Source records
┄┄┄┄┄┄┄┄┄┄┄┄┄┄┄┄┄┄┄┄
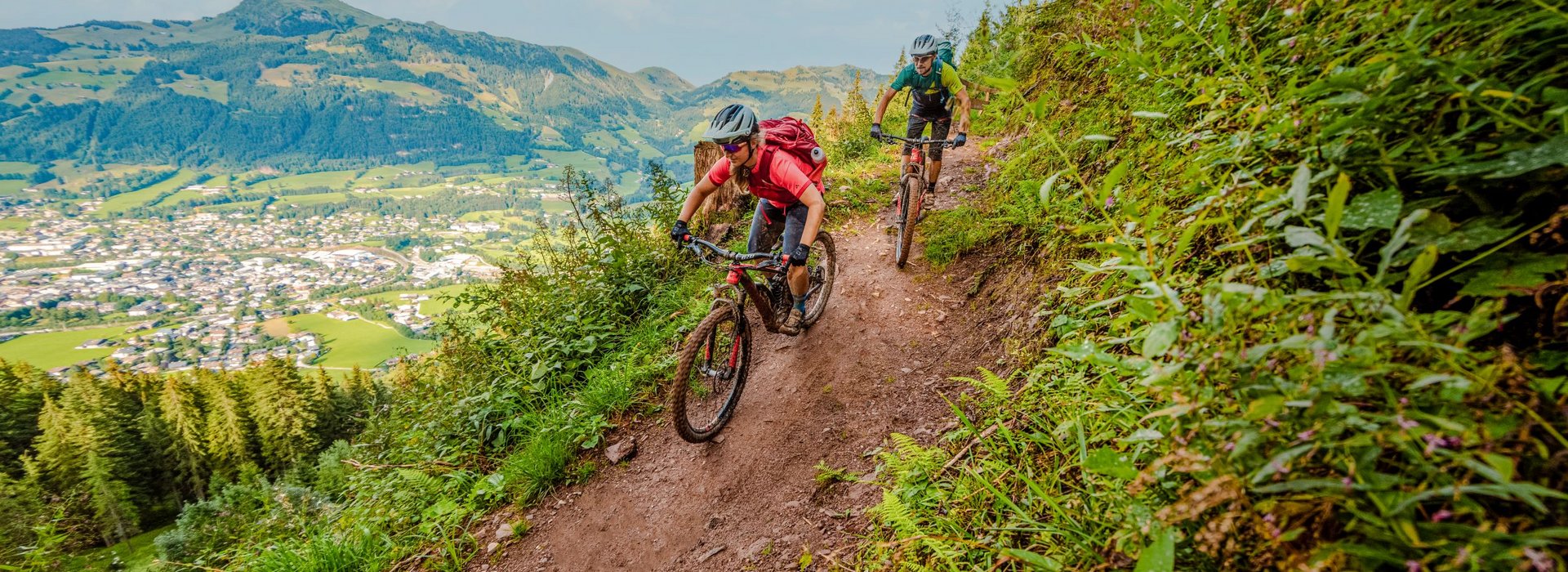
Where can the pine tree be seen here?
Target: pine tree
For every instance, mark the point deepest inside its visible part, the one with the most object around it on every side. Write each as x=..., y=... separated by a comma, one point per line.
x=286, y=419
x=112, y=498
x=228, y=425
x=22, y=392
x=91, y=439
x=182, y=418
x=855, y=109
┄┄┄┄┄┄┄┄┄┄┄┄┄┄┄┄┄┄┄┄
◆ WHAT YOU SHOULD DO
Each record needs to be reproduced exactly, and no image should be carried over.

◆ RESPONSE BOX
Where can the pine tree be seen here?
Target: pine tree
For every instance, mark the point deepest inside its visible part, the one with the most object around it on every side. Write each as x=..., y=... separated by a comma, one point per line.
x=286, y=419
x=112, y=498
x=228, y=425
x=22, y=392
x=91, y=439
x=182, y=418
x=855, y=109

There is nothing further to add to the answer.